» Short problem
Copy out every line of the listing below word for word.

» Record extracts
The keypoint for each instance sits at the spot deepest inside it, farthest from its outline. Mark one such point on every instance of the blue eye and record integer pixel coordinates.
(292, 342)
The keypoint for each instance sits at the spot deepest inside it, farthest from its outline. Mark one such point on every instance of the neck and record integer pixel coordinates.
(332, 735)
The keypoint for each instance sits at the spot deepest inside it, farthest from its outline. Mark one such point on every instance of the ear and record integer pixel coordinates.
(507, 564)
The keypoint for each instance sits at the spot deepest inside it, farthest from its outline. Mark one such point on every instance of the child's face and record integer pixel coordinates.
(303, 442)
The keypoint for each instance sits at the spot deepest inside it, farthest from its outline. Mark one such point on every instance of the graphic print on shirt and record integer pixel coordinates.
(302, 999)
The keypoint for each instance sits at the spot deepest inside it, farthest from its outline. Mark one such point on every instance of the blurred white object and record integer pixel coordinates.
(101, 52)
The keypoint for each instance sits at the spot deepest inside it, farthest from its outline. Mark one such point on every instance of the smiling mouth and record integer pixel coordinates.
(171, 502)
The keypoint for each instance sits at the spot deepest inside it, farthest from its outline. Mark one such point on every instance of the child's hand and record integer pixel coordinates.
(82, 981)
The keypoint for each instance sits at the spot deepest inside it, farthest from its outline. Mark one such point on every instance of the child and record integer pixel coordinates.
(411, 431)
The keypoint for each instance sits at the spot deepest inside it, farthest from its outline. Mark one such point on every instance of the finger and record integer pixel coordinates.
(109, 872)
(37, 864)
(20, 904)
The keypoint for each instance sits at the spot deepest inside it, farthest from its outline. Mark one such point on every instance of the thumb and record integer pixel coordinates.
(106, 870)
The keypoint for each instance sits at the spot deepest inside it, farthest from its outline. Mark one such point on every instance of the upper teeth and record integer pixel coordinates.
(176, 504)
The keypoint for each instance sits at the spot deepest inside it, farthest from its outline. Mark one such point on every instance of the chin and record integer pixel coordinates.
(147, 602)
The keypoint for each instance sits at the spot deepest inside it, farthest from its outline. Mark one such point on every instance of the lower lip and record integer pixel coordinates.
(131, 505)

» Result for this task
The keypoint for each instance sits at the spot deepest inside it, farthest from its outline. Mark one such point on every instance of the blue eye and record integer pixel coordinates.
(292, 342)
The keypoint for each instance sits at the spot deepest inside it, farthest from its outline. Mark one such point on every instance of the neck and record integer pixel coordinates.
(332, 735)
The keypoint for each instance sits at the spot deepest inside it, farthest from its outline. Mark one such point on every instance of the ear and record integer pixel coordinates.
(507, 564)
The keypoint for each instance sits at the spot deepest inside it, farthest from its outline. Mark one such point on every instance of the child's face and record integer pixel coordinates.
(303, 442)
The keypoint for each instance sits at the spot deepest inside it, farthest from its outline. Mark one such point on every instance of the graphic print on shirt and record integer pixel coordinates.
(302, 999)
The keypoint for each instance sits at the spot deepest inside it, farthest from its outline. Mark one such point on every instance of the blurred white object and record integer pixel coordinates.
(101, 52)
The keypoint for each instance sits at the spot deepest inside it, farthest from its outline. Mark one such point on every instance of the smiling mouth and record integer pixel coordinates.
(171, 502)
The keypoint for each instance sits at the spot deepest inside it, farthest from its outline. Mark one such point on every instance of the child's hand and record integer pixel coordinates.
(82, 981)
The keypoint for each instance sits at the spot deepest inside it, farthest from its outline. Mark one such point on every instance of the child and record integer pixel coordinates.
(411, 431)
The keypoint for each instance sits at the spot deepest inside it, farthest from its outline. Mark one such point on every instance of the finger and record integer pixel coordinates.
(109, 872)
(37, 864)
(20, 904)
The keypoint for each instance sits at the spot deepest inside it, farthest from its outline. Mark one such point on every instance of the thumb and record integer pixel coordinates.
(106, 870)
The keypoint for each instance sits at the spot deepest inside it, farthest from its outline. Mark one such point on every instance of the upper teeth and record integer pixel coordinates.
(176, 504)
The keypoint for each instance sits at the spot deepest inside it, farthest from its outline. Mark one such point on every instance of the chin and record integer pixel coordinates.
(147, 602)
The keypoint for each instance sits at the spot deepest inside it, farthest from its outline. Mark one such point on every instance of the lower lip and record integer pixel coordinates.
(131, 505)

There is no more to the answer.